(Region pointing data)
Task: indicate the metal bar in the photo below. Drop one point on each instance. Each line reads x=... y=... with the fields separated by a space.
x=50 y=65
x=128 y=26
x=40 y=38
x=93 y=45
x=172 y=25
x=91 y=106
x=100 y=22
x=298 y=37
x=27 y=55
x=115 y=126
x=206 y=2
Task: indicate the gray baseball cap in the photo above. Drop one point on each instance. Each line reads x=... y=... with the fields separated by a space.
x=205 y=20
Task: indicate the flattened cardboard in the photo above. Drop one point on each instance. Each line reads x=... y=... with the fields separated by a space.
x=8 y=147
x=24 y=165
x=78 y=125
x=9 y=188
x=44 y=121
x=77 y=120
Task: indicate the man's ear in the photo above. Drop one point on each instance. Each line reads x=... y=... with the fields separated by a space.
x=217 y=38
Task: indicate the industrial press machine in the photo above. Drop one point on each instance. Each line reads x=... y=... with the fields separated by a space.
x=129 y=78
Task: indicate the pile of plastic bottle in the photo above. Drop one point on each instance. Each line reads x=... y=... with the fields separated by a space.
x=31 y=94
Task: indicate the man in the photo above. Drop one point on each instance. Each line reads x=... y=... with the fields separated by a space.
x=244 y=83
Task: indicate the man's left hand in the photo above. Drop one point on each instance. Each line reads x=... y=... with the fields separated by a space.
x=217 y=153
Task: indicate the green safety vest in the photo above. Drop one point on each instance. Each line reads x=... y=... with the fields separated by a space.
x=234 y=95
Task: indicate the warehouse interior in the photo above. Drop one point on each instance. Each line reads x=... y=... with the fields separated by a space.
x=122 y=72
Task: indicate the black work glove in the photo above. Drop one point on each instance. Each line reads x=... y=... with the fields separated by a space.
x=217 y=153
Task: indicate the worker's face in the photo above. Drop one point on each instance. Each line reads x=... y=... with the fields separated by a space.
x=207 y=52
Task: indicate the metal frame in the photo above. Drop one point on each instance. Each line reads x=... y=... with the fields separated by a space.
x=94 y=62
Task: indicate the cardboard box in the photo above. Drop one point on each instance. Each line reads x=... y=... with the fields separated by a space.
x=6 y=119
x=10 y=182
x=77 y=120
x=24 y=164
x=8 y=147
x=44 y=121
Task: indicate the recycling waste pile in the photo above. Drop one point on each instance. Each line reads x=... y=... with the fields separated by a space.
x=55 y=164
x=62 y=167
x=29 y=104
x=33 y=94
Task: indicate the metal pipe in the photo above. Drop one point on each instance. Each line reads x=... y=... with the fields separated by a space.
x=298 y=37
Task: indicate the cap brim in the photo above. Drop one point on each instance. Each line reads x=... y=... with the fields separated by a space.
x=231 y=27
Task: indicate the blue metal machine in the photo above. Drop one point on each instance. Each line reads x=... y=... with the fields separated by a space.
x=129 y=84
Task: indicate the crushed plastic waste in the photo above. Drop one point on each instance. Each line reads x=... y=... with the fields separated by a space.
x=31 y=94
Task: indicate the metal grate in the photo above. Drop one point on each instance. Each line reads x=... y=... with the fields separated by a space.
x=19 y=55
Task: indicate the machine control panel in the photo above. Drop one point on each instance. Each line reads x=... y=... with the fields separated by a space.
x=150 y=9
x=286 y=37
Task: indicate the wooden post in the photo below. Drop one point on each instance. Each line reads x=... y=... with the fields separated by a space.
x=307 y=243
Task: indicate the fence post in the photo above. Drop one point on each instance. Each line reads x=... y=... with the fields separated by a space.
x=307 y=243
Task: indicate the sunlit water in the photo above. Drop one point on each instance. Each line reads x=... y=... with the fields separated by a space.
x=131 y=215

TASK BRIEF:
Set down the whole of the data, exactly as it stands.

OUTPUT FOR THIS TASK:
Task: indicate the metal bar in the photo below. Drop one point on each instance. Each line reads x=... y=... with the fields separated by a space.
x=50 y=65
x=128 y=26
x=40 y=38
x=93 y=45
x=172 y=25
x=91 y=106
x=100 y=22
x=298 y=37
x=27 y=55
x=115 y=126
x=206 y=2
Task: indicate the gray baseball cap in the photo above. Drop one point on each instance. Each line reads x=... y=... with the fields separated by a space.
x=205 y=20
Task: indicate the flattened cardboard in the photo above. Drop one point on each instance. Each line reads x=... y=... with the fields separated by a space.
x=8 y=147
x=24 y=165
x=78 y=125
x=9 y=188
x=44 y=121
x=77 y=120
Task: indicate the man's ear in the photo above. Drop one point on each instance. Each line reads x=... y=... with the fields separated by a space.
x=217 y=38
Task: indicate the industrial press machine in the photo above. Drop one point on each instance. Each line reads x=... y=... with the fields separated by a space.
x=129 y=78
Task: indicate the pile of plastic bottle in the photo above. Drop one point on each instance. Each line reads x=... y=... with the fields separated by a space.
x=31 y=94
Task: indicate the man in the photo above. Drop one point on each instance. Each line reads x=... y=... with the fields separated by a space.
x=244 y=83
Task: indicate the man's left hand in the photo above. Drop one point on each instance. Each line reads x=... y=... with the fields separated by a space.
x=217 y=153
Task: indicate the green safety vest in the photo above. Drop one point on each instance. Each line reads x=... y=... with the fields separated by a space.
x=234 y=95
Task: indicate the warehouse interior in the photo above. Drop one point on each instance. Each line reads x=... y=... with the fields separated by a space.
x=122 y=72
Task: indicate the black work glove in the photo above. Drop one point on each instance. Each line reads x=... y=... with the fields separated by a space.
x=217 y=153
Task: indicate the worker's face in the photo above. Drop one point on each instance. Each line reads x=... y=... with the fields separated by a space.
x=207 y=52
Task: indicate the metal frame in the photo above. Drop one point on each instance. Each line reads x=... y=... with the fields separated by a space.
x=94 y=62
Task: indicate the cardboard box in the photo above. Drop one point on each instance. Each line reads x=... y=... with the fields separated by a space.
x=6 y=119
x=10 y=182
x=77 y=120
x=24 y=164
x=8 y=147
x=44 y=121
Task: indicate the recycling waste pile in the photo above. Drop one point on each instance. Each line reads x=... y=... with the fields separated by a space.
x=55 y=164
x=62 y=167
x=29 y=104
x=33 y=94
Task: indicate the metal pipe in the photo above. Drop one point on each instance. Each line reads x=... y=... with the fields separated by a space.
x=298 y=37
Task: indicate the cap brim in the photo above. Drop one point on each instance. Each line reads x=... y=... with the fields separated by a space.
x=231 y=27
Task: indicate the blue metal machine in the photo above. Drop one point on each instance. Each line reads x=... y=... with the fields separated by a space.
x=129 y=84
Task: indicate the crushed plastic waste in the photo above. Drop one point on each instance. Each line reads x=... y=... with the fields separated by a space.
x=31 y=94
Task: indicate the metal grate in the photo above. Drop one point on each instance. Each line reads x=... y=... with the fields separated by a space.
x=19 y=55
Task: indicate the machine control panel in the photo above. Drop one point on each instance. Each line reads x=... y=... with the fields separated by a space.
x=150 y=9
x=286 y=37
Task: indicate the wooden post in the photo below. Drop one point on each instance. Each line reads x=... y=... with the fields separated by a space.
x=307 y=243
Task: indicate the fence post in the photo above. Drop one point on each instance. Each line reads x=... y=... with the fields separated by a space.
x=307 y=243
Task: indicate the sunlit water in the photo above. Drop one point on each instance. Each line reads x=... y=... with the fields separated by a space.
x=131 y=215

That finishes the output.